Task directions = Can you write out, word for word, the part of the stimulus article between "He even claimed" and "the stimulus cost.", inclusive?

Text block =
----------

He even claimed that the government could have signed a $100,000 check to everyone the stimulus has helped and still saved $427 billion on what the stimulus cost.

And he said the very fact that the report was issued late on a Friday before a holiday weekend — and therefore received little media attention — was “further evidence that President Obama’s economic ‘stimulus’ did very little, if anything, to stimulate the economy, and a whole lot to stimulate the debt.”

But the White House disputed the Standard’s conclusions. Spokeswoman Liz Oshorn said the article is “based on partial information and false analysis.”

“The Recovery Act was more than a measure to create and save jobs; it was also an investment in American infrastructure, education and industries that are critical to America’s long-term success and an investment in the economic future of America’s working families,” Oshorn saidd.

The nonpartisan Congressional Budget Office had confirmed that the Recovery Act “delivered as promised, lowering the unemployment rate by as much as 2 percent, boosting GDP by as much as 4 percent and creating and saving as many as 3.6 million jobs," she said.

----------

[Labels for object points]
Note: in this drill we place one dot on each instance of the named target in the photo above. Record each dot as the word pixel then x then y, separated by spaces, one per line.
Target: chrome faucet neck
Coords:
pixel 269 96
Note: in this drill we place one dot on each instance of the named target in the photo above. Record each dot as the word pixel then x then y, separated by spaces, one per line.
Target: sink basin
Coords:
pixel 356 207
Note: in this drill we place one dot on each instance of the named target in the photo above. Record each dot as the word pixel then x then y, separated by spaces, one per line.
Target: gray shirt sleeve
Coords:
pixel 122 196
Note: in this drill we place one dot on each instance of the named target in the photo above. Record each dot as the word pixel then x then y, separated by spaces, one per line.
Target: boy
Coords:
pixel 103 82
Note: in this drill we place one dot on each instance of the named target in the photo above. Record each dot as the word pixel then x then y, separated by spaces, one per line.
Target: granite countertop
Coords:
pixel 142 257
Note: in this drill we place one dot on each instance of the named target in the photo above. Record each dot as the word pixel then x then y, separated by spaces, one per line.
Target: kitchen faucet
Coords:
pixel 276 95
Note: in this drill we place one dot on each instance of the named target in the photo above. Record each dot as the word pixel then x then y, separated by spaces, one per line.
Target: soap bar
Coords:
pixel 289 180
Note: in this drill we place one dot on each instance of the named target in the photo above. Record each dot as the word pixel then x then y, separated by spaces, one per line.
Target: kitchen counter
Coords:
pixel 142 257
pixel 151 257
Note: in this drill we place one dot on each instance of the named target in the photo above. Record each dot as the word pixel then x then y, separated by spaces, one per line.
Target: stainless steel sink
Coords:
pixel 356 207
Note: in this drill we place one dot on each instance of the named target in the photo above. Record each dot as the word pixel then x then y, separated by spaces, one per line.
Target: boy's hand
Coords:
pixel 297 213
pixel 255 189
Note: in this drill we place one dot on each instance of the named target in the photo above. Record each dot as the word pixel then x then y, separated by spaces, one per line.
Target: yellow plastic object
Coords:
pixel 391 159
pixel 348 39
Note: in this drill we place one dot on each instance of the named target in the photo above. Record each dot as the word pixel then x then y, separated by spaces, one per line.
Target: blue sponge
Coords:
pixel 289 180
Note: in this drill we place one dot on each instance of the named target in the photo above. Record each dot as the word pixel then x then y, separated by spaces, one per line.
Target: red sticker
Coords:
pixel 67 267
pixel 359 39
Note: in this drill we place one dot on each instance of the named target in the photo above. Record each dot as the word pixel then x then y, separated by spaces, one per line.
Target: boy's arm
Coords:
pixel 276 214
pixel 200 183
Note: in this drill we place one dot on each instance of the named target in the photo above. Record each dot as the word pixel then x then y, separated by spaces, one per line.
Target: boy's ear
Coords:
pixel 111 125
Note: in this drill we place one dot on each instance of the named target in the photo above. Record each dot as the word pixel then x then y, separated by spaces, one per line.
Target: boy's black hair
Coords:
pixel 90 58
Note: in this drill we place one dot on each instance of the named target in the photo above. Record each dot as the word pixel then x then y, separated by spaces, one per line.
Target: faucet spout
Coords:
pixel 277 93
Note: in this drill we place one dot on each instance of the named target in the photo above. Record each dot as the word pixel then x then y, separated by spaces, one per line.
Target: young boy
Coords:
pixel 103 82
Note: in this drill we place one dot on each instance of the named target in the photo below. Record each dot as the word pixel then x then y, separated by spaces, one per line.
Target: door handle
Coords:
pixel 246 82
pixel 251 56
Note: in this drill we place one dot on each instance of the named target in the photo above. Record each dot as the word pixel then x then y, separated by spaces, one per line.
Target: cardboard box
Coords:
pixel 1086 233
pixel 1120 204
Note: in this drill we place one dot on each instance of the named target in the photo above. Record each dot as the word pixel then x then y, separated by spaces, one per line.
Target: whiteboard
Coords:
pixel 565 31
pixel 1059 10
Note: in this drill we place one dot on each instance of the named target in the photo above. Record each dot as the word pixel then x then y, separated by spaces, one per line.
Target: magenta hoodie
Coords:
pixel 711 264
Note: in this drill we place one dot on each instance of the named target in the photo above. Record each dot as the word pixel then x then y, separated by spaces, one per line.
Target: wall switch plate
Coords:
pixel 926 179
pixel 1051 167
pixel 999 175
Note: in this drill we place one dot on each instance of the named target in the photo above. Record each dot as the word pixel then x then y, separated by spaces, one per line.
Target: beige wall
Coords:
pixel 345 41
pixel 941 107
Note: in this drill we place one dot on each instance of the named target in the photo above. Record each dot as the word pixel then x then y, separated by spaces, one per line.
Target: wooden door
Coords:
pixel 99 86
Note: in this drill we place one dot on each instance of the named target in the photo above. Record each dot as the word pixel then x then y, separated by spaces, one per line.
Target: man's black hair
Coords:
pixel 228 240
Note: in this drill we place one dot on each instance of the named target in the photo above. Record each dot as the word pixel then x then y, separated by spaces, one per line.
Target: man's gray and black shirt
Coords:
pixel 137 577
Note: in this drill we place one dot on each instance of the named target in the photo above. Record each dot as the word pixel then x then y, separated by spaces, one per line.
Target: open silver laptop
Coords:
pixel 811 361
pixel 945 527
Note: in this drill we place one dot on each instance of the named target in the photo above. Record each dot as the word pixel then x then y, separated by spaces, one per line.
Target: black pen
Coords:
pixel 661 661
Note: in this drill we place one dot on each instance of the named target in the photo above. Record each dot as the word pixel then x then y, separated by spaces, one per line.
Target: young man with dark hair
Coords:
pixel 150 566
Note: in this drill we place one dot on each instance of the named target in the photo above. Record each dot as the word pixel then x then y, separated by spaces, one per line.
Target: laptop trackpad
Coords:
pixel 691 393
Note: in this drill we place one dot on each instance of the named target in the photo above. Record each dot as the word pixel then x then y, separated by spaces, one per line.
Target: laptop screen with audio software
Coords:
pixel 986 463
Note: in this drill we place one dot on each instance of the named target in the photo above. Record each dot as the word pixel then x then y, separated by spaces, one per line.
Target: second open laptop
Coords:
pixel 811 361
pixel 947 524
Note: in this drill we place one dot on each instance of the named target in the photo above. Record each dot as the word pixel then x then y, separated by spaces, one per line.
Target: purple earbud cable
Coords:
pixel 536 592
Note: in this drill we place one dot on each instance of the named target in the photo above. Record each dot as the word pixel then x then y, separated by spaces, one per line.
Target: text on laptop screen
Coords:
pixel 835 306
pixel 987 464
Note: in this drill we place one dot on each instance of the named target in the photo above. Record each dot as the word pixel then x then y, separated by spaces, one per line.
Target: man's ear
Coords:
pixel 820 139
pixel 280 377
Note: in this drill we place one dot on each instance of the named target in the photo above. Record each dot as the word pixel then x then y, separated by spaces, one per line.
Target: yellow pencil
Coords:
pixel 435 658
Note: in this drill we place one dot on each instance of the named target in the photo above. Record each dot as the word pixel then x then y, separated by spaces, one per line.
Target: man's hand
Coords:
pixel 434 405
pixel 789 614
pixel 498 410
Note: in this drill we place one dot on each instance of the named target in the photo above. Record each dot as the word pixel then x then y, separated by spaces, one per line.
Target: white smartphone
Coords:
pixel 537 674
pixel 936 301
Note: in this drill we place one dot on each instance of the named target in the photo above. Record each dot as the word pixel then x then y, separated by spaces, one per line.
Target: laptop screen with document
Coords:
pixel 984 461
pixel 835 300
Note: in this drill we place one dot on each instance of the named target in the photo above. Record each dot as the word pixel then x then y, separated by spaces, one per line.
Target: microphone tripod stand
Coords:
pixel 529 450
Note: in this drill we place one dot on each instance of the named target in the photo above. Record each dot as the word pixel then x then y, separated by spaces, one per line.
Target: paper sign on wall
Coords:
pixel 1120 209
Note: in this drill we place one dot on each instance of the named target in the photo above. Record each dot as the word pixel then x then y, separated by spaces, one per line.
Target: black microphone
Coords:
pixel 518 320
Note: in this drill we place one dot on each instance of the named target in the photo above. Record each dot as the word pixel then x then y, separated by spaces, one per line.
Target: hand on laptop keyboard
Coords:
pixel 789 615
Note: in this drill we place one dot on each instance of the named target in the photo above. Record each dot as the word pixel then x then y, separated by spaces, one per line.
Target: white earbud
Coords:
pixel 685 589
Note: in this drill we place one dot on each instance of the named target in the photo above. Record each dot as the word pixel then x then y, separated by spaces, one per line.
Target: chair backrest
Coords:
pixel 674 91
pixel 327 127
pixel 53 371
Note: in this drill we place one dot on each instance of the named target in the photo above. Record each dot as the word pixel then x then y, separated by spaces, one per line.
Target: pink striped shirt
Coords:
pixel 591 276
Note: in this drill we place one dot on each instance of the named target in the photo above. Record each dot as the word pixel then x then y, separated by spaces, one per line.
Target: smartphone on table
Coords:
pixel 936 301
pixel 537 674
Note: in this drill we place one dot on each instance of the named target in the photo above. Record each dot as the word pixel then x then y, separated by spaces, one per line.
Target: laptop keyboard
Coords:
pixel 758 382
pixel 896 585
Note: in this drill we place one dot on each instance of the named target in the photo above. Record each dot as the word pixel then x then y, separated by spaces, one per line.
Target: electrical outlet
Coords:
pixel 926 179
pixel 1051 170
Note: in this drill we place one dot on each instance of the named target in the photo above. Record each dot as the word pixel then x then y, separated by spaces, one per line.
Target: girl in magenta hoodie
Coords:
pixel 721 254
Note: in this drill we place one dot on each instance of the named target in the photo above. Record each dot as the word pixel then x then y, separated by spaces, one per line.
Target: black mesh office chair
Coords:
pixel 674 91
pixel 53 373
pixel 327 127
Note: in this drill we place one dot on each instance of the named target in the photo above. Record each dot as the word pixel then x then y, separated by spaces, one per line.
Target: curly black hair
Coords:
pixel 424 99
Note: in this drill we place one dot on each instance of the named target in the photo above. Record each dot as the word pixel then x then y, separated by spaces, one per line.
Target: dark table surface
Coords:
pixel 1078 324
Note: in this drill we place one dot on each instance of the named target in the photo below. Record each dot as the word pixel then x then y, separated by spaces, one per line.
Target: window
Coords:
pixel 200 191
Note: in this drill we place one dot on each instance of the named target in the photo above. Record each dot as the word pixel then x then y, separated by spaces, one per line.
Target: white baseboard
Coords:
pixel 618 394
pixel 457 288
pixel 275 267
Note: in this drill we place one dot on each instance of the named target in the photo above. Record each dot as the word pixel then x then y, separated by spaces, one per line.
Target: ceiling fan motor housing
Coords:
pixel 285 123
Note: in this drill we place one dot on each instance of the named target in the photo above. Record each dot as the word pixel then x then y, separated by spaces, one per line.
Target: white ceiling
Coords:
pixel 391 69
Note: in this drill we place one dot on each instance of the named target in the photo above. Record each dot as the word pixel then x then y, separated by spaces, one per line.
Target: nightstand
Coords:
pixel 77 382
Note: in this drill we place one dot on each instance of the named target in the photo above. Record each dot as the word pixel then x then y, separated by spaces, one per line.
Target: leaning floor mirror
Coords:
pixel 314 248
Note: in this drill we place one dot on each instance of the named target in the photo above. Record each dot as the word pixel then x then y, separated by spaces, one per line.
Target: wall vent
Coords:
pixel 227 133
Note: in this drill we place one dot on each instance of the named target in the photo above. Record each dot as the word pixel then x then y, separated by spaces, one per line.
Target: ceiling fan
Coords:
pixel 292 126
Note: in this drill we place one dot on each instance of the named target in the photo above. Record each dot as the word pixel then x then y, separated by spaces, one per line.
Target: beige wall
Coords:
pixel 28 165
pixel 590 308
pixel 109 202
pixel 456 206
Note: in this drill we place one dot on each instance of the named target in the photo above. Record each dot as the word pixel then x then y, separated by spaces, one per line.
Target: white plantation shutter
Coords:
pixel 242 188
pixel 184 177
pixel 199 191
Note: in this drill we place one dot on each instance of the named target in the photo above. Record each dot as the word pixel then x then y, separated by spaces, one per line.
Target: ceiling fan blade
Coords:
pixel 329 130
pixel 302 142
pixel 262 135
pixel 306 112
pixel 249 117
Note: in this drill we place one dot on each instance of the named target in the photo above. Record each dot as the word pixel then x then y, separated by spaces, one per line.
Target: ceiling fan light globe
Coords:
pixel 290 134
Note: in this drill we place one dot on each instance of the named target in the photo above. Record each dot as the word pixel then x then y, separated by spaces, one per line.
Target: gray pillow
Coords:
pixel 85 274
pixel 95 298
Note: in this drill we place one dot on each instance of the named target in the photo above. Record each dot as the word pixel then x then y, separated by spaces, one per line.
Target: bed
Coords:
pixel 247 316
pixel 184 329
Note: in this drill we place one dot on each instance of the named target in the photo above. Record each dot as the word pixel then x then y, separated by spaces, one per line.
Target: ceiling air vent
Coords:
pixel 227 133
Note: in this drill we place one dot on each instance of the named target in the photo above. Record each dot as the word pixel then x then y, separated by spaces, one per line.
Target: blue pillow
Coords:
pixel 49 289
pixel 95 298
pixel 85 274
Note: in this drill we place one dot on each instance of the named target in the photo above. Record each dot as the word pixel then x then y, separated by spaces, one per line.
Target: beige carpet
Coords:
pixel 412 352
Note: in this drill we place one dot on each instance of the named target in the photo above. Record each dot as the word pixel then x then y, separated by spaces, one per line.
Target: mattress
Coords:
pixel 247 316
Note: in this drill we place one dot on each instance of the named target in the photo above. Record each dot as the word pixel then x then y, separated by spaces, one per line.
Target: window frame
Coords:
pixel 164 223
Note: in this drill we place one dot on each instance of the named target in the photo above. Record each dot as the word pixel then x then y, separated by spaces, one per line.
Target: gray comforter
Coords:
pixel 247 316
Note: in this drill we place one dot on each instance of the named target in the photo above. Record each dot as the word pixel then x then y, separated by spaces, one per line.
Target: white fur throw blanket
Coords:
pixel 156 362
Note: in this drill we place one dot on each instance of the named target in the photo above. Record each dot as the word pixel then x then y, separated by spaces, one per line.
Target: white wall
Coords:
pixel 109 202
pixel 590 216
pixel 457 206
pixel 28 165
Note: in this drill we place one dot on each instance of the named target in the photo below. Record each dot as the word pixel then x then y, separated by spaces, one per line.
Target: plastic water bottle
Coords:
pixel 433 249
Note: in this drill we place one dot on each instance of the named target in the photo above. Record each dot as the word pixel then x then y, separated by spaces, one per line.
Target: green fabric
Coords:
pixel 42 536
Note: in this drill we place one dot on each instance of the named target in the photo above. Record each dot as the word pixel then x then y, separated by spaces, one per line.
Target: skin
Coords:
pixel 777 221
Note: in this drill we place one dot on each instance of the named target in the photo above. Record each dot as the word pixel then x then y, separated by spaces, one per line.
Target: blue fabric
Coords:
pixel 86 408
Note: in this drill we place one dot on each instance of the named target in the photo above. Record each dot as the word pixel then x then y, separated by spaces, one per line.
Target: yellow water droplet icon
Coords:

----------

The answer =
He even claimed that the government could have signed a $100,000 check to everyone the stimulus has helped and still saved $427 billion on what the stimulus cost.